Reproduce every line in the stretch from the one containing "of the tree" through the final line, and offset each answer coordinate by -117. Leave all other lines unchanged.

- [ROWS]:
** Begin **

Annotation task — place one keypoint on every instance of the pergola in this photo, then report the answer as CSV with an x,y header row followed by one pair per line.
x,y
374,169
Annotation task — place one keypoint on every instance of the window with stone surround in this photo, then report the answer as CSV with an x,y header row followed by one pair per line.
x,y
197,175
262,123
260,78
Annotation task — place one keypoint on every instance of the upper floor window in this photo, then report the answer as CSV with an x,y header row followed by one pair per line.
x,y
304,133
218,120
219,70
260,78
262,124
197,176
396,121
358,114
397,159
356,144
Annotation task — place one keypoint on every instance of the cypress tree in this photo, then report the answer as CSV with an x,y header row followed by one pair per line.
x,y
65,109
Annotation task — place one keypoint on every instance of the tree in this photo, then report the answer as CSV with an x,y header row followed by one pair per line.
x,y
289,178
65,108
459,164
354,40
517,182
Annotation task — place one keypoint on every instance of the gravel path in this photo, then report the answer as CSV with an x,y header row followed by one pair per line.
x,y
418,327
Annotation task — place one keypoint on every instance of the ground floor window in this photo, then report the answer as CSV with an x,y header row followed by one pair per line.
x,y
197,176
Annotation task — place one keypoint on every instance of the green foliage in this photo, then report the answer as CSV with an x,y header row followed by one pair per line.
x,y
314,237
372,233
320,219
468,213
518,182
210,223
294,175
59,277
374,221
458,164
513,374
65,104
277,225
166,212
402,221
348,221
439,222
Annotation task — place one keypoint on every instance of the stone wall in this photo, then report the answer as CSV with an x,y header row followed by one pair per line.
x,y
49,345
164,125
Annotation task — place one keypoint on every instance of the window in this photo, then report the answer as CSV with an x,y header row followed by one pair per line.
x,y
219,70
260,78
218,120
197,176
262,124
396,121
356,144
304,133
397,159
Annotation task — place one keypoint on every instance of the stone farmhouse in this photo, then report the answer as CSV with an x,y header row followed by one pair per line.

** End **

- [TASK RESULT]:
Annotation task — place one keypoint on every instance of the tree in this photo, then report the answer as CSV with an x,y header row followed by one pair per line.
x,y
172,61
-52,-9
342,47
237,-77
400,65
Annotation task — place one keypoint on every instance of the gravel path in this photo, then report the answer as CSV with an x,y header row followed by one pair per line.
x,y
301,210
Annotation task — place one keypoint on every instance of the ground floor window in this photo, then report the answer as CSV with an x,y header row followed by one pair per line.
x,y
80,59
Annotation task — place one keypoint on every instance of the green foliage in this photo, then report the answer as CSV with an x,y header row followed by one pair per line.
x,y
197,120
255,116
203,102
351,96
401,65
93,106
177,58
-58,160
257,104
341,47
396,257
-52,-13
160,108
49,95
285,104
231,104
322,105
Annotation task — place one keypoint on every instance of the stone wall in this photo, then report the answer as CSV with an x,y header row followed by one pair per line.
x,y
-68,228
47,8
Annotation task — place one keypoint on every instance of the window in this photo, then report the answer as CSV with an x,y header row followed by one pair per line.
x,y
102,-47
143,-39
101,3
80,59
145,7
279,4
239,27
187,16
280,42
Annotation task — place one keypoint on every instance of the stone farmhouse in this photo, then report the answer as CSV with an x,y header row followed by one pair per line.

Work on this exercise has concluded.